作業内容:
**1.** R分析のチートシートでは、CausalImpactに渡すdfにyear列が要らないとされています。その理由を1〜3文で説明してください。
**2.** R分析のチートシートについて、次の問いに答えてください。
(a) for文で使うyearsに並ぶ年のうち、最後の年はいつですか。
(b) RDDの図はどのファイル名で保存されますか。
(c) 二元固定モデルでeffectに指定する値は何ですか。
**3.** R分析のチートシートの最後の行を引き継ぎ、その後に続く内容を書いてください。

本文抜粋:
【備忘録】 R分析向けチートシート

Posted at 2025-03-16
R分析用のチートシート

*100%個人向けです
#for分を使った連続変数作成

years <- c(1960,1970,1980,1990,2000,2005,2010,2015,2018)

for (i in 1:length(years)){
  assign(
    paste("graph_ally_", years[i],sep=""), 
    df_ally %>%
      filter(year == years[i]) %>%
      rename(from = stateA_n, to = stateB_n) %>% 
      as_tbl_graph(directed = T)
  )
}


##########################################################
#1. 分析手法 #
##########################################################
library(broom) #回帰分析を表に

#robust標準誤差
library(estimatr)
model <- lm_robust(rata ~ dtreat*time + as.factor(year), 
                   clusters = id,
                   data = df)

iv_robust(new_empinxavg ~ EV | l2CPcol2, 
          data = df, 
          subset = year >= 1987, 
          fixed_effects = ~ year + ccode, 
          clusters = ccode) %>% 
  tidy(conf.int = TRUE)


#RDD estimate
library(rdd)
RDestimate(y~x, data = df, bw = "バンド幅", kernel = "rectangular")

#RDDの図
df %>% 
  filter(between(IVibrd.sc, -0.2, 0.2)) %>% 
  mutate(treatment = if_else(IVibrd.sc > 0, "treated", "controlled")) %>% 
  ggplot(aes(x = IVibrd.sc, y = diff_fh_polity2, colour = treatment)) + 
  geom_point() + 
  geom_smooth(se = FALSE)
ggsave("figures/Carnegie.png")

#IV regression(操作変数法)
library(AER)
ivreg(y ~ x + a + b + c | z + a + b + c, 
      data = df, subset = year >= 1987)
#robustなら
iv_robust(new_empinxavg ~ EV | l2CPcol2, 
          data = df, 
          subset = year >= 1987, 
          fixed_effects = ~ year + ccode, 
          clusters = ccode) %>% 
  tidy(conf.int = TRUE)

#Causal Impact 
library(CausalImpact)
#dfは一列目が必ずresponse variable
#pre.periodはdfがzooでは無い場合に、行番号で入力するのでyear列は不要
#なので一列目がresponse variable 2列目以降がcovariatesとなる。
impact <- CausalImpact(df, pre.period = c(6, 15), post.period = c(16, 43))

#Causal Impactの図
plot(impact)

#fixed effect model (固定効果モデル)
library(plm)
#pooling model (プーリングモデル)
plm(new_empinxavg ~ EV, data = df,
    model = "pooling")

#inidividual fixed model (主体固定効果モデル)
plm(new_empinxavg ~ EV, data = df,
    effect = "individual",
    model = "within",
    index = c("ccode", "year"))

#two-way fixed model (二元固定モデル)
plm(new_empinxavg ~ EV, data = df,
    effect = "twoway",
    model = "within",
    index = c("ccode", "year"))

#独立変数が二項分布(binomial distribution)に従う回帰モデル
glm(y ~ x1 + x2,
    family = binomial(),
    data = df) %>% 
  tidy()

#信頼区間のプロット
glm(y ~ x1 + x2,
    family = binomial(),
    data = df) %>% 
  tidy(conf.int = TRUE) %>% 
  filter(term != "(Intercept)") %>% 
  ggplot() + 
  geom_pointrange(aes(x = estimate, y = erm= conf.low, xmax = conf.high))+
  geom_hline(aes(yintercept = 0), linetype = "dashed")

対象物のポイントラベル
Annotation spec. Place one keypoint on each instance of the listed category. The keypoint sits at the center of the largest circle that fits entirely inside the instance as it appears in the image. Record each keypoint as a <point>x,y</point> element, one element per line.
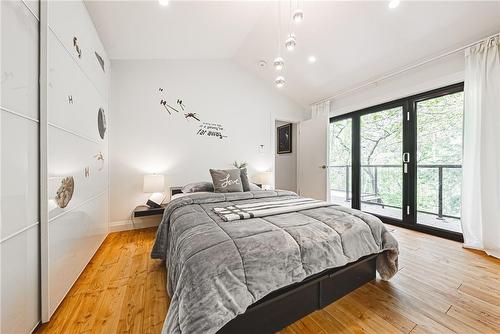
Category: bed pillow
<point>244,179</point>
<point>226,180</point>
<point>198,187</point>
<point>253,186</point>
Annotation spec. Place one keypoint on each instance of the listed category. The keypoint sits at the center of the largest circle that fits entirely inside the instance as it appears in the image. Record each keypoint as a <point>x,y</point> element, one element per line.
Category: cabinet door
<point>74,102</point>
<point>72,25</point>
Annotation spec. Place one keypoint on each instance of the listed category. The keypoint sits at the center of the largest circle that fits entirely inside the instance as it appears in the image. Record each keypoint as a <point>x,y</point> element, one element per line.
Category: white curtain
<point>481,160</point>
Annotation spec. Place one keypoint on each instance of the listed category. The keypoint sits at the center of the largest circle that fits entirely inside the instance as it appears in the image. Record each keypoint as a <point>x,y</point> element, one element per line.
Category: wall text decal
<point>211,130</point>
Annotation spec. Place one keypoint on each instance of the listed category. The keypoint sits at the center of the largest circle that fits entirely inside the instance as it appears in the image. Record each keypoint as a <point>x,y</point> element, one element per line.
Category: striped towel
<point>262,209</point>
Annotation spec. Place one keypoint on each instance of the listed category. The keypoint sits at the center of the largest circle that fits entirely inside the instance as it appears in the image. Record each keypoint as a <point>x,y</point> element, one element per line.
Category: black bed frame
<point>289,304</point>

作業別の解答:
**1.** dfがzooでない場合、pre.periodは行番号で入力するため、year列は不要になります。そのため、dfは一列目がresponse variable、2列目以降がcovariatesという構成になります。

**2.**
(a) 2018年
(b) "figures/Carnegie.png"
(c) "twoway"

**3.**
#ベイズモデル
library(brms)
model <- brm(Outcome ~ Democracy + Military_Personnel + Iron_Steel + Initiator,
             family = binomial(),
             data = df)
#ベイズプロット
plot(model)

#交差項を用いたモデル
#交差項を入れたときは、解釈を誤りやすいので必ずプロットする！
#縦軸が処置効果
#横軸がモデレーター
library(interplot)
model <- lm(totApprov ~ treatment*ideology, 
            data = df_audience)
interplot(model, var1 = "treatment", var2 = "ideology") + 
  geom_hline(aes(yintercept = 0), linetype = "dashed") + 
  labs(x = "Ideology", y = "Conditional Effect")

#さらに細かい情報を足す（interplotの上位互換）
interflex(Y = "totApprov", D = "treatment", X = "ideology", 
          estimator = "binning", nbins = 4, data = df_audience %>% as.data.frame())

#ブートストラップを使ったより詳細なitnerplot
interflex(Y = "totApprov", D = "treatment", X = "ideology", 
          estimator = "kernel", data = df_audience %>% as.data.frame())


#限界効果モデルの作成(モデルは普通に作ってmargins()に引数として渡す)
library(margins)
model <- glm(Outcome ~ Democracy + Military_Personnel + Iron_Steel,
             family = binomial,
             data = df_victory)

model %>% 
  margins() %>% 
  summary()

#予測値のプロット（限界効果）
model %>% 
  cplot("Democracy", draw = FALSE) %>% 
  ggplot() + 
  geom_line(aes(x = xvals, y = yvals)) + 
  geom_ribbon(aes(x = xvals, ymin = lower, ymax = upper), alpha = 0.3)

#対数logを用いたモデル
#政治学の分野では、変数分布がきもかったら対数変換することがおおいっぽい
df_eu_aid %>% 　#対数分布のプロット（ゆがんだ分布を対数を取ることで治せる）
  ggplot() + 
  geom_histogram(aes(x = exp(EV))) + 
  scale_x_log10() 

#causal forestモデル
library(grf)
#まず予測モデルを作成
#yに結果変数、wにトリートメント変数、xに共変量を渡す
tau.forest <- causal_forest(Y = df_audience %>% 
                              pull(totApprov),
                            W = df_audience %>% 
                              pull(treatment),
                            X = df_audience %>% 
                              dplyr::select(gender, education, hispanic, ideology, income, age),
                            tune.parameters = "all",
                            num.trees = 50000)
#randam forestのATEを求める
average_treatment_effect(tau.forest, target.sample = "all")

#randam forestの結果の分布を確認する
tibble(tau = tau.forest$predictions) %>% 
  ggplot() + 
  geom_histogram(aes(x = tau))
# ggsave("figures/hte_distribution.png")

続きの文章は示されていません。